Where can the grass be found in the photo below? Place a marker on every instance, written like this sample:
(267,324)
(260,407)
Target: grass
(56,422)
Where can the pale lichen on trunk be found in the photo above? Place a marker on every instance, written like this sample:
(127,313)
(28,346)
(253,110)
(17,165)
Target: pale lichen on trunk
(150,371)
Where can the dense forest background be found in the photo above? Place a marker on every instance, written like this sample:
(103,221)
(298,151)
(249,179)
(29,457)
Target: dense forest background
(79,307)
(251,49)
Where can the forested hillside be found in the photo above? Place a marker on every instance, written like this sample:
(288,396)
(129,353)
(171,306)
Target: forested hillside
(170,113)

◇ ◇ ◇ ◇

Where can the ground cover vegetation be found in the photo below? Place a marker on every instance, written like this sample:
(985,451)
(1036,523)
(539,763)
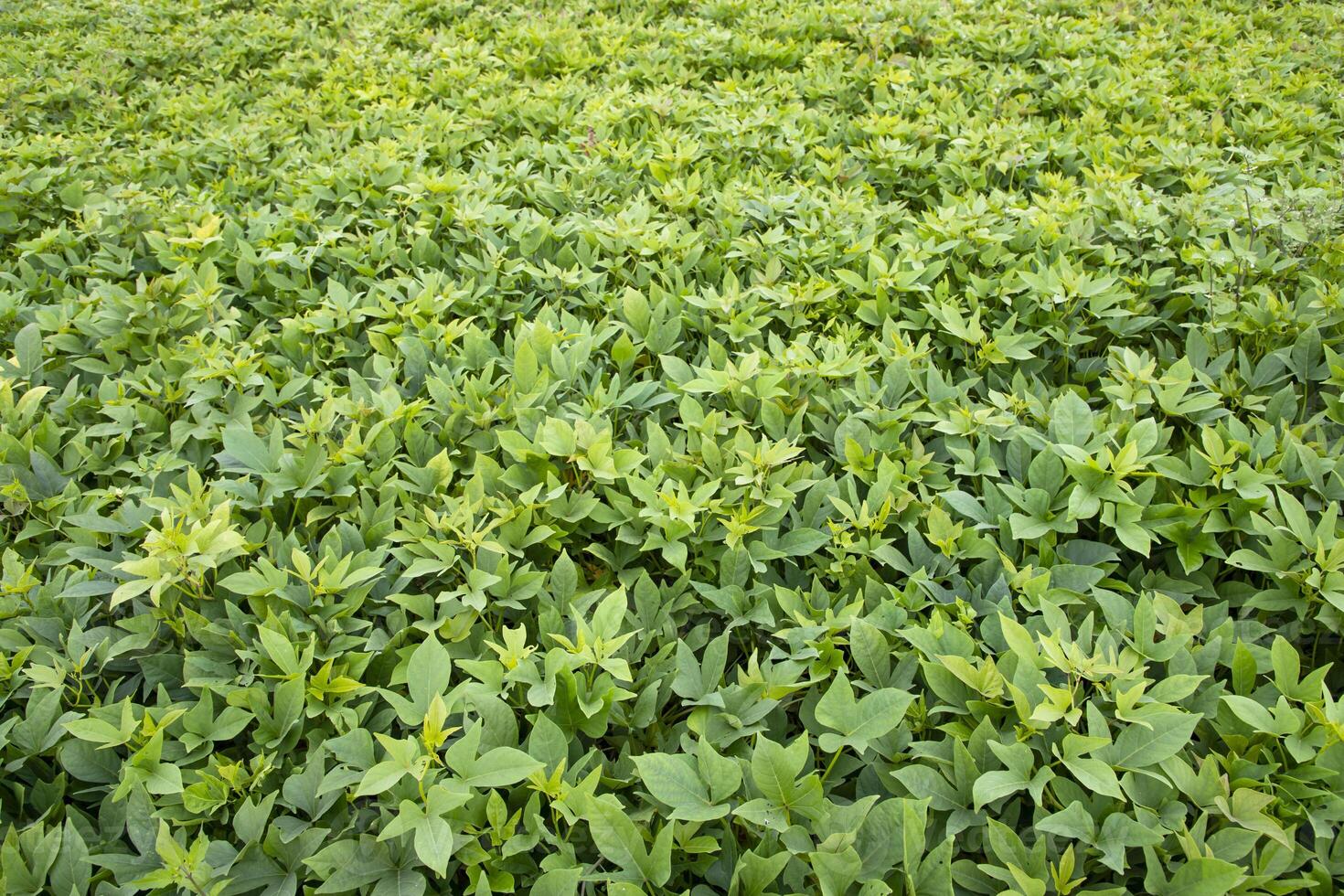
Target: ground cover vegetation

◇ ◇ ◇ ◇

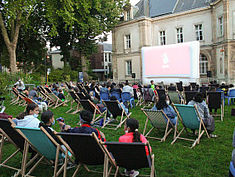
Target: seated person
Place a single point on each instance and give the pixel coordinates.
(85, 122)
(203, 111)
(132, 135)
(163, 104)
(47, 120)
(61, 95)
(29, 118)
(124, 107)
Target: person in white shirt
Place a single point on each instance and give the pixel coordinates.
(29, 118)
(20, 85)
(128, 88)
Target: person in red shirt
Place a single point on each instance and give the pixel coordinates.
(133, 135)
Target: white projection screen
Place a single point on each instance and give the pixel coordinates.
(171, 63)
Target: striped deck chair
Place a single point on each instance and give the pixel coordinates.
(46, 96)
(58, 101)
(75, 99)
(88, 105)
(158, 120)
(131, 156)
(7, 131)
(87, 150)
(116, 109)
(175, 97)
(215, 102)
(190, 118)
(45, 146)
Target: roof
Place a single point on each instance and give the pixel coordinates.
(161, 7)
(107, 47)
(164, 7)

◇ ◇ ◇ ◇

Exercise brief: All lines of the data above that include the word "like" must be shown.

Output of the exercise:
Where can the grass be found in the photo below? Place a marker on every instance, written like this sample:
Where can the pale lichen on trunk be found in the photo above? Place a marker on every instance, written like this sample:
Where can the dense forest background be found in the photo above? Place a marker on every instance, written like this sample:
Where can the forested hillside be found in the photo above? Place a marker on every instance, written like this sample:
Where can the ground cover vegetation be found in the photo below? Place a marker on every instance, written like this sample:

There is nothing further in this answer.